Exercise tasks -
1 - Answer these questions about the net:cal issue page, one answer per line, marked (a), (b), (c):
(a) Under which license is the library released?
(b) Which class does the issue author ask about?
(c) According to the author, what should the y axis of a calibration curve show?
2 - Continue the net:cal issue page, starting right after the final code statement shown.

Page excerpt -
EFS-OpenSource / calibration-framework

The net:cal calibration framework is a Python 3 library for measuring and mitigating miscalibration of uncertainty estimates, e.g., by a neural network.
https://efs-opensource.github.io/calibration-framework/
Apache License 2.0
344 stars 42 forks source link

Is it accuracy - or is it the relative frequency of positive examples in the bin? #27

Closed denbonte closed 2 years ago

denbonte commented 2 years ago

Dear Fabian,

Thank you for the time you put into this repo and for open sourcing your code!

I have never used netcal before, and so I found myself comparing it to other libraries/pieces of code that do similar things. Concerning the visualisation function(s), specifically netcal.presentation.ReliabilityDiagram, I was wondering: is the quantity you plot on the y axis really the accuracy, or is it the relative frequency of positive examples in each bin (as, from my understanding, it should be in calibration curves)?

Checking the code here, in particular this snippet:

for batch_X, batch_matched, batch_hist, batch_median in zip(X, matched, histograms, median_confidence):
            acc_hist, conf_hist, _, num_samples_hist = batch_hist
            empty_bins, = np.nonzero(num_samples_hist == 0)

            # calculate overall mean accuracy and confidence
            mean_acc.append(np.mean(batch_matched))

Stored data entries -

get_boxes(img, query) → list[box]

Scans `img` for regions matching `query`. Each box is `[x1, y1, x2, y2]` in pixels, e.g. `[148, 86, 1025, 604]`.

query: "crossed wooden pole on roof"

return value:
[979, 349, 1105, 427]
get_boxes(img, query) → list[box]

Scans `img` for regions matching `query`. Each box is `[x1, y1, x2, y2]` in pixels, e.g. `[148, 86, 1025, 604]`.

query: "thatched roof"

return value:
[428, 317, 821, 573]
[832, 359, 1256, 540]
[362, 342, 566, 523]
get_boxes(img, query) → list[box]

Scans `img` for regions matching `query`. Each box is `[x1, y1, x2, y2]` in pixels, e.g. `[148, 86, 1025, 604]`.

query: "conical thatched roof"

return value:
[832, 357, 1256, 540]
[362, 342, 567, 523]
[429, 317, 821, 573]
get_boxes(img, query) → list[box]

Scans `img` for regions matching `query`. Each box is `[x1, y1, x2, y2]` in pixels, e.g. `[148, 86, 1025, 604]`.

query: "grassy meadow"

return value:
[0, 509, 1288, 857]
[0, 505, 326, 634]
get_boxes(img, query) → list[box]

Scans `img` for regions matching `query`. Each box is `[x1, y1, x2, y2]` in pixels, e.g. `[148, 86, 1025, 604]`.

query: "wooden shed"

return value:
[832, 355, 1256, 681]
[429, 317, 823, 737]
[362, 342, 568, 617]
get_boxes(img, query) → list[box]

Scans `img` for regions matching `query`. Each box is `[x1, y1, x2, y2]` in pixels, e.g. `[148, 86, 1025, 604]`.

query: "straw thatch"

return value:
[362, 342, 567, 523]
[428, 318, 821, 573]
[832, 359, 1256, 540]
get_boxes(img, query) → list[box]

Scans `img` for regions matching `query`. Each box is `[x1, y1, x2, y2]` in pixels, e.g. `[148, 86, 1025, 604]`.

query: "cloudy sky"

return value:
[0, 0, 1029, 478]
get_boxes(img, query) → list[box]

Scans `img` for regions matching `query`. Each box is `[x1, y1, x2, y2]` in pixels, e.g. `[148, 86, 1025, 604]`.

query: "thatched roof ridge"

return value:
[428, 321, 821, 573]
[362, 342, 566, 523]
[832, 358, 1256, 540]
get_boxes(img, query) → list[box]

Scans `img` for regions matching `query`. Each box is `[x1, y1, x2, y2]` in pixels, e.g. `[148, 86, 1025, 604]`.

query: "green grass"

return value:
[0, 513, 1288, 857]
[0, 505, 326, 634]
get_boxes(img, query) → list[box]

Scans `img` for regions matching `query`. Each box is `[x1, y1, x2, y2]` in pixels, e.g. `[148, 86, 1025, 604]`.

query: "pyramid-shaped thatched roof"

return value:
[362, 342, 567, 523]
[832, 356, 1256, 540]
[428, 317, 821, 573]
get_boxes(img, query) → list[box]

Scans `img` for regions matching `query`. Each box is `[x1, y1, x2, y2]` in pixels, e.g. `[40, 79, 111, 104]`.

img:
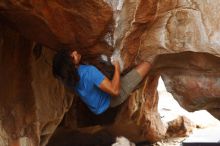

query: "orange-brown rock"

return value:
[166, 116, 196, 137]
[0, 0, 220, 146]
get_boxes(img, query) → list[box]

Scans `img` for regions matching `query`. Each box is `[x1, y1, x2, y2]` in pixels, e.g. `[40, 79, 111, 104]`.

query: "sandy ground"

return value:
[154, 79, 220, 146]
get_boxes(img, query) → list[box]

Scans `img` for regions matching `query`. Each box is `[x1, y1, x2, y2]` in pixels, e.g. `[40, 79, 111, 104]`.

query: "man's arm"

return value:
[99, 61, 120, 96]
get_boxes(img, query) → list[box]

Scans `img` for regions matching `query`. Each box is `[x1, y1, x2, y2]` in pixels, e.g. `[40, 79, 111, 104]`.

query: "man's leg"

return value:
[110, 62, 151, 107]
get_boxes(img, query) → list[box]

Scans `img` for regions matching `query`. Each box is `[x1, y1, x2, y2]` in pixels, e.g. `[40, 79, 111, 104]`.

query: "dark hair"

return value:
[53, 49, 79, 88]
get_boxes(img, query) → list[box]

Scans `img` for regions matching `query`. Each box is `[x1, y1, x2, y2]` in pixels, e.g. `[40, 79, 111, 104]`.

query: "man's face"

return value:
[71, 51, 81, 65]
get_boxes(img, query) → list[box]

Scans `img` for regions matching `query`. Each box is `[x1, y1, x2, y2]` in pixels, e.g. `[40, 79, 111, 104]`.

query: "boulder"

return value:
[0, 0, 220, 146]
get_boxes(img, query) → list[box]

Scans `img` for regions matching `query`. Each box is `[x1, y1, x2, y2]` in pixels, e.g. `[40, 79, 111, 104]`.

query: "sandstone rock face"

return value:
[0, 0, 220, 146]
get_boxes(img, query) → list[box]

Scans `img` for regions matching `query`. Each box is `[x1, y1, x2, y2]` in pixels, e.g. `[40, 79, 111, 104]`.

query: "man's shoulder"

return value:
[80, 65, 97, 70]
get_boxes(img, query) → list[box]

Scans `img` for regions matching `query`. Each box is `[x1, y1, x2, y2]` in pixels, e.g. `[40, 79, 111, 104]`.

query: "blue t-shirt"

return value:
[75, 65, 111, 115]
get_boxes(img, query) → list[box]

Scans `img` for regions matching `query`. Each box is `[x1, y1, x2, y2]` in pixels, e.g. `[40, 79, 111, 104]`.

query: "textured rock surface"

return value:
[0, 0, 220, 146]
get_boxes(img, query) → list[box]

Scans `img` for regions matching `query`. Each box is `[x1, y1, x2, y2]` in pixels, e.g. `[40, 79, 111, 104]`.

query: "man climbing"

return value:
[53, 49, 151, 115]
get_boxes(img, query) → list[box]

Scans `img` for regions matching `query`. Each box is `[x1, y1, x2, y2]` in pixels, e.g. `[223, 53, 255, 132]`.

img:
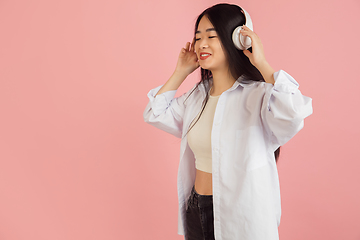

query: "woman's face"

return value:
[195, 16, 228, 72]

Answers in order -
1 -
(a) Apache License 2.0
(b) netcal.presentation.ReliabilityDiagram
(c) The relative frequency of positive examples in each bin

2 -
            mean_conf.append(np.mean(batch_X))

assuming batch_matched stores the ground truth labels for each batch, I am pretty confident that should not be named "accuracy" (still - I confess I have not spent a lot of time trying to understanding perfectly what the various function should return).

I have also tried to compare the results from netcal with scikit-learn calibration_curve function - whose documentation state returns "the proportion of samples whose class is the positive class, in each bin (fraction of positives)", and the results look very similar, if not identical, to what I get with netcal.

It would be amazing if you could clarify this!

Cheers, Dennis.

fabiankueppers commented 2 years ago

Hi Dennis, sorry for the late response. Yes, you're right, the reliability diagram visualizes the fraction of positive samples within each bin.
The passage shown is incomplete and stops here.